Directive:
Could you render every line of the material below as a Markdown table with a "Number" column and a "Text" column, skipping blank lines and leaving out the pictures?

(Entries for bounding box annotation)
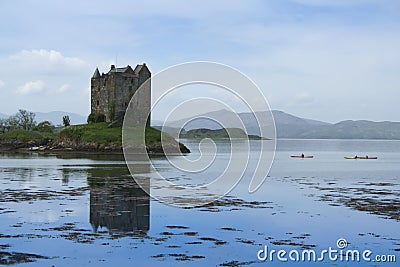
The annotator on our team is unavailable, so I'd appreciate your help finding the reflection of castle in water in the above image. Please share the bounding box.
[88,165,150,233]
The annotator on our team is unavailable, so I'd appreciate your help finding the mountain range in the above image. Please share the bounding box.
[158,110,400,140]
[0,110,400,140]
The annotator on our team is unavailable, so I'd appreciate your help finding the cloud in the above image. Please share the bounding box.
[16,80,44,95]
[57,84,70,93]
[9,49,90,75]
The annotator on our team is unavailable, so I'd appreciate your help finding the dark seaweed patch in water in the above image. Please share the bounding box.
[314,183,400,221]
[219,227,243,232]
[198,237,228,246]
[186,196,274,212]
[0,251,49,265]
[151,253,205,261]
[219,260,259,267]
[0,187,88,202]
[271,239,316,249]
[183,232,199,236]
[166,225,189,229]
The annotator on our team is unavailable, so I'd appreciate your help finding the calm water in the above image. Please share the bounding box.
[0,140,400,266]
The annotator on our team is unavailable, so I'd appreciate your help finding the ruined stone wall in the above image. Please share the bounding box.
[91,65,151,125]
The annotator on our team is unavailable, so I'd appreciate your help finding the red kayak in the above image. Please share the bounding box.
[344,156,378,159]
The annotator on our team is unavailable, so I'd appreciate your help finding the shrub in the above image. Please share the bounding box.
[87,113,106,123]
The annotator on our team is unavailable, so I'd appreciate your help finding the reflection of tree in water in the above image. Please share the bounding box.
[88,164,150,236]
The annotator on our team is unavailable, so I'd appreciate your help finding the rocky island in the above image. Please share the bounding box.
[0,63,190,154]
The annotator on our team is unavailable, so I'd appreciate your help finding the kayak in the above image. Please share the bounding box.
[344,156,378,159]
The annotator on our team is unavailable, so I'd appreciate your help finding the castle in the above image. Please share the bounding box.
[91,63,151,125]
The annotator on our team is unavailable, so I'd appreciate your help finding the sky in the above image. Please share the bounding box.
[0,0,400,122]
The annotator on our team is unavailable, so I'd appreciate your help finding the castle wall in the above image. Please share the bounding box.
[91,65,151,125]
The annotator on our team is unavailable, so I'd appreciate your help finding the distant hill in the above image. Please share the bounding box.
[298,120,400,140]
[0,111,87,125]
[180,128,261,139]
[159,110,400,140]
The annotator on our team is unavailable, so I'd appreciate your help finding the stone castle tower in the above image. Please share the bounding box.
[91,63,151,125]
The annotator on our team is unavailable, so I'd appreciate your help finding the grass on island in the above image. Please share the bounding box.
[0,122,173,146]
[0,129,56,144]
[59,122,173,146]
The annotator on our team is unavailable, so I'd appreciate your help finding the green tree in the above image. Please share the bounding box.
[87,113,106,123]
[63,115,71,127]
[0,119,8,134]
[108,100,115,121]
[33,121,55,133]
[7,109,36,131]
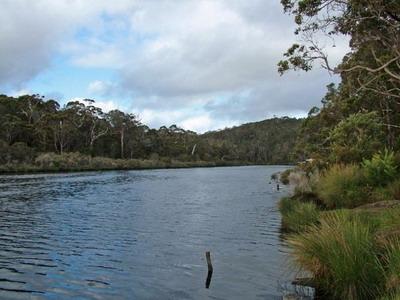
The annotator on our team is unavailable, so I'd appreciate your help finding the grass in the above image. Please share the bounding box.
[315,165,373,209]
[279,198,319,232]
[0,152,250,173]
[289,211,385,299]
[279,157,400,300]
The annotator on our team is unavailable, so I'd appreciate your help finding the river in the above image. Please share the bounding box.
[0,166,289,299]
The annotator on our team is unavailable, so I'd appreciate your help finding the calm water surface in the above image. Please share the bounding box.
[0,166,289,299]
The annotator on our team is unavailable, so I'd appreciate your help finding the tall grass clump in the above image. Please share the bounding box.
[279,198,319,232]
[362,150,397,186]
[289,211,384,300]
[383,238,400,296]
[315,164,371,209]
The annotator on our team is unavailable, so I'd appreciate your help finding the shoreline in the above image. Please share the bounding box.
[0,160,286,175]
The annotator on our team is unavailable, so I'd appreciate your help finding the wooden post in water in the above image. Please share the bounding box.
[206,251,213,289]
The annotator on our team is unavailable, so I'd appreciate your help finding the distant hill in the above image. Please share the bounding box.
[201,117,302,164]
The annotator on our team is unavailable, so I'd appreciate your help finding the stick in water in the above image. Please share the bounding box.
[206,251,213,289]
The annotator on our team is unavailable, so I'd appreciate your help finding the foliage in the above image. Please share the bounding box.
[279,169,293,185]
[0,95,301,171]
[279,198,319,232]
[362,150,397,186]
[329,112,384,163]
[290,211,385,299]
[315,164,371,209]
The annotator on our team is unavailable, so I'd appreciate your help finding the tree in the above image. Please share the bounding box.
[278,0,400,99]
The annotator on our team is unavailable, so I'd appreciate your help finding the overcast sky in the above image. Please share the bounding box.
[0,0,347,132]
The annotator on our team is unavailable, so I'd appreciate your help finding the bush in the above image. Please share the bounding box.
[279,198,319,232]
[289,211,385,299]
[280,169,294,185]
[315,165,372,209]
[383,239,400,293]
[362,150,397,186]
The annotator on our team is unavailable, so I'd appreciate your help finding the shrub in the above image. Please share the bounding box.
[280,169,293,185]
[362,150,397,186]
[289,211,385,299]
[315,165,372,209]
[279,198,319,232]
[383,239,400,292]
[329,112,385,163]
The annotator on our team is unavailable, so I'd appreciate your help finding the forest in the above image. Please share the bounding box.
[278,0,400,299]
[0,95,301,171]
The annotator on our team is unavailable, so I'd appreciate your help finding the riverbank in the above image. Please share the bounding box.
[279,154,400,299]
[0,152,260,174]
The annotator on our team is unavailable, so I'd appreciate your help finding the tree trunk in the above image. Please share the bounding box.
[121,127,124,158]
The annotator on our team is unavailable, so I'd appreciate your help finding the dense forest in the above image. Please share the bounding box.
[0,95,301,170]
[279,0,400,163]
[278,0,400,300]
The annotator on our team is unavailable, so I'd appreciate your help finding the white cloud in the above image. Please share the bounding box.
[87,80,116,96]
[0,0,347,131]
[68,97,122,113]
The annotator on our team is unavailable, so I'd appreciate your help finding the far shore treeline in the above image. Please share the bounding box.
[275,0,400,300]
[0,95,301,172]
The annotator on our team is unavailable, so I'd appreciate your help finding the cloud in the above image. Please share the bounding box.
[87,80,117,96]
[0,0,347,131]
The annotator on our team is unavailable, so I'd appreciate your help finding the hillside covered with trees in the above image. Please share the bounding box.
[0,95,301,171]
[279,0,400,300]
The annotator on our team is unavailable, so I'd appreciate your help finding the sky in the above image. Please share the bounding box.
[0,0,348,132]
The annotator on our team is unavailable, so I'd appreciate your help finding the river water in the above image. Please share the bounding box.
[0,166,289,299]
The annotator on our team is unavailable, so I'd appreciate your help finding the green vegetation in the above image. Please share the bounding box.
[315,165,369,209]
[279,157,400,299]
[279,198,319,232]
[0,95,301,172]
[278,0,400,299]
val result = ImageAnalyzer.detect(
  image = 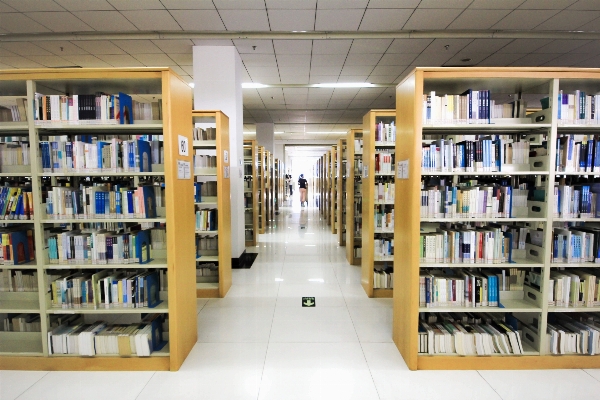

The completed task:
| Number | Text |
|---|---|
| 1 | The annotator on our team is unavailable, so I'd appreciate your help finding the reflection of castle in water in the above image. Please share the bounding box. |
| 2 | [88,165,150,233] |
| 3 | The annotator on our team is unavailable, so I'd appreciate your help finding the mountain range in the above image. Please share the bounding box. |
| 4 | [158,110,400,140] |
| 5 | [0,110,400,140] |
| 6 | The annotator on our team is unavailable, so I'd appreciate your help finding the cloud in the above image. Please share the bounding box. |
| 7 | [16,80,44,95] |
| 8 | [57,84,70,93] |
| 9 | [9,49,90,75] |
| 10 | The annotator on our team is unavailable, so I'd appreciate your help finding the dark seaweed patch in water in the above image. Please share the bounding box. |
| 11 | [314,183,400,221] |
| 12 | [219,227,243,232] |
| 13 | [198,237,228,246] |
| 14 | [186,196,274,212] |
| 15 | [0,251,49,265] |
| 16 | [151,253,205,261] |
| 17 | [219,260,259,267] |
| 18 | [0,187,88,202] |
| 19 | [271,239,316,249] |
| 20 | [183,232,199,236] |
| 21 | [166,225,189,229] |
| 22 | The annotator on our team is unavailable, so I'd appreciate your help finding the calm water in the above image. Please share the bounding box. |
| 23 | [0,140,400,266] |
| 24 | The annotator on our team is unavailable, so I'd appreciate your help finding the ruined stone wall in the above image. Please share the bounding box. |
| 25 | [91,65,151,125] |
| 26 | The annotator on our team is unavailable, so I'd appreciate your help finding the red kayak in the above image. Please share the bounding box. |
| 27 | [344,156,378,159] |
| 28 | The annotator on our team is unavailable, so I'd appreciate your help finding the shrub in the above image. Please share the bounding box. |
| 29 | [87,113,106,123] |
| 30 | The annotator on our team is unavailable, so I'd appreciate your help finding the reflection of tree in water in the above image. Please share the bounding box. |
| 31 | [88,164,150,236] |
| 32 | The annotator on our team is unavailable, so I'd appreciate your help finding the rocky island in the above image. Please share the bounding box. |
| 33 | [0,63,190,154] |
| 34 | The annotator on our team is unavailable, so I'd appreciate your help finding the kayak in the above image. Please share the bounding box. |
| 35 | [344,156,378,159] |
| 36 | The annotator on our team is unavailable, so I'd appreciate your help finding the castle in the above image. Please share the bounding box. |
| 37 | [91,63,151,125] |
| 38 | The annotator on our team is unavailable, so I'd appreciate your help finding the sky in the above image. Please share the bounding box. |
| 39 | [0,0,400,122] |
| 40 | The annotator on our team is unavailable, so I'd appreciate your help finding the castle wall in the above image. Please share the bounding box. |
| 41 | [91,65,151,125] |
| 42 | The annotator on our team is unavailable, so I'd appreciate your help finding the distant hill in the above image. Please share the bounding box. |
| 43 | [298,120,400,140] |
| 44 | [0,111,87,125] |
| 45 | [180,128,261,139] |
| 46 | [159,110,400,140] |
| 47 | The annotator on our team is unavailable, so I'd appreciate your help finding the stone castle tower in the above image. Please share the bounding box. |
| 48 | [91,63,151,125] |
| 49 | The annotator on our team is unavailable, so I'd appreciate your help finding the grass on island in the above image. Please share the bounding box. |
| 50 | [0,122,173,146] |
| 51 | [0,129,56,144] |
| 52 | [59,122,173,146] |
| 53 | The annotator on our team is unavailable, so I'd appreciate your help finding the green tree in the above image. Please share the bounding box. |
| 54 | [87,113,106,123] |
| 55 | [63,115,71,127] |
| 56 | [0,119,8,134] |
| 57 | [108,100,115,121] |
| 58 | [33,121,55,133] |
| 59 | [7,109,36,131] |
| 60 | The annotator on our team is unavailable, so I'd appreciate your help finding the grass in the above image. Please share the bounding box. |
| 61 | [315,165,373,209] |
| 62 | [279,198,319,232] |
| 63 | [0,152,250,173] |
| 64 | [289,211,385,299] |
| 65 | [279,157,400,300] |
| 66 | The annotator on our team is unavailable, so I'd appreciate your help finding the river in the above image. Please share the bounding box. |
| 67 | [0,166,289,299] |
| 68 | The annotator on our team is unavailable, so I'd appreciate your help finding the calm water surface in the above image. Please share the bounding box. |
| 69 | [0,166,289,299] |
| 70 | The annotator on our team is unavailable, so I'd appreciate your help finding the tall grass clump in the above image. Please share the bounding box. |
| 71 | [279,198,319,232] |
| 72 | [362,150,397,186] |
| 73 | [289,211,384,300] |
| 74 | [383,238,400,296] |
| 75 | [315,164,371,209] |
| 76 | The annotator on our team is unavailable, so I'd appreciate your help finding the shoreline in the above image. Please share the bounding box. |
| 77 | [0,160,286,175] |
| 78 | The annotator on our team is unavailable, so I'd appreciate your help finding the wooden post in water in the above image. Please share the bounding box. |
| 79 | [206,251,213,289] |
| 80 | The annotator on our team is unavailable, so I'd appreciate your help finding the distant hill in the above image. Please share the bounding box. |
| 81 | [201,117,302,164] |
| 82 | The annotator on our team is unavailable, so I'd appreciate your help finding the stick in water in the above image. Please share the bounding box. |
| 83 | [206,251,213,289] |
| 84 | The annotator on our team is unavailable, so I'd appreciate your help finding the foliage in the above image. Please share the bounding box. |
| 85 | [279,169,293,185] |
| 86 | [0,95,301,171] |
| 87 | [279,198,319,232] |
| 88 | [362,150,397,186] |
| 89 | [329,112,384,163] |
| 90 | [290,211,385,299] |
| 91 | [315,164,371,209] |
| 92 | The annotator on our team is unavailable, so I'd appreciate your help finding the tree in the above image. Please share the bounding box. |
| 93 | [278,0,400,99] |
| 94 | The annotator on our team is unavailable, so I'd appreciate your help finding the overcast sky in the above image. Please share the bounding box. |
| 95 | [0,0,347,132] |
| 96 | The annotator on our team is unavailable, so I'd appreciate your help finding the bush in the above image. Please share the bounding box. |
| 97 | [279,198,319,232] |
| 98 | [289,211,385,299] |
| 99 | [280,169,294,185] |
| 100 | [315,165,372,209] |
| 101 | [383,239,400,293] |
| 102 | [362,150,397,186] |
| 103 | The annotator on our team is unavailable, so I'd appreciate your help finding the shrub in the above image. Please share the bounding box. |
| 104 | [280,169,293,185] |
| 105 | [362,150,397,186] |
| 106 | [289,211,385,299] |
| 107 | [315,165,372,209] |
| 108 | [279,198,319,232] |
| 109 | [383,239,400,292] |
| 110 | [329,112,385,163] |
| 111 | The annotator on our team is unavailable, so I'd appreciate your help finding the forest in the above image. Please share the bounding box. |
| 112 | [278,0,400,299] |
| 113 | [0,95,301,171] |
| 114 | The annotator on our team is unavailable, so I'd appreciate your help finding the riverbank in the above image. Please share the bounding box. |
| 115 | [279,154,400,299] |
| 116 | [0,152,260,174] |
| 117 | The annotator on our team is unavailable, so I'd appreciate your help finding the tree trunk in the above image. Please share the bounding box. |
| 118 | [121,127,124,158] |
| 119 | The annotator on our team is unavailable, so I'd appreciate your help finding the dense forest in the above image. Please share the bounding box. |
| 120 | [0,95,301,170] |
| 121 | [279,0,400,163] |
| 122 | [278,0,400,300] |
| 123 | The annotator on our team is unavailable, so I'd appreciate your help finding the white cloud in the above image. Please share the bounding box. |
| 124 | [87,80,116,96] |
| 125 | [0,0,347,131] |
| 126 | [68,97,122,113] |
| 127 | The annotator on our team is unavailable, so I'd appreciate your help finding the far shore treeline in the above image. Please share the bounding box. |
| 128 | [275,0,400,300] |
| 129 | [0,95,301,172] |
| 130 | The annotator on our team is unavailable, so I'd appreciate your help finding the cloud in the above image. Please share the bounding box. |
| 131 | [87,80,117,96] |
| 132 | [0,0,347,131] |
| 133 | The annotator on our team is unavailable, so I'd appreciate your help finding the hillside covered with trees in the above image. Please share the bounding box. |
| 134 | [0,95,301,171] |
| 135 | [279,0,400,300] |
| 136 | The annotator on our team is unavailable, so I'd appreciate your help finding the sky in the above image. Please share the bounding box. |
| 137 | [0,0,348,132] |
| 138 | The annotator on our team is unavailable, so I'd appreciate your help finding the river water in the above image. Please share the bounding box. |
| 139 | [0,166,289,299] |
| 140 | The annotator on our team is unavailable, so I'd appreciate your help finding the green vegetation in the above image. Please share the bounding box. |
| 141 | [315,165,369,209] |
| 142 | [279,157,400,299] |
| 143 | [279,198,319,232] |
| 144 | [0,95,301,172] |
| 145 | [278,0,400,299] |
| 146 | val result = ImageAnalyzer.detect( |
| 147 |   image =  |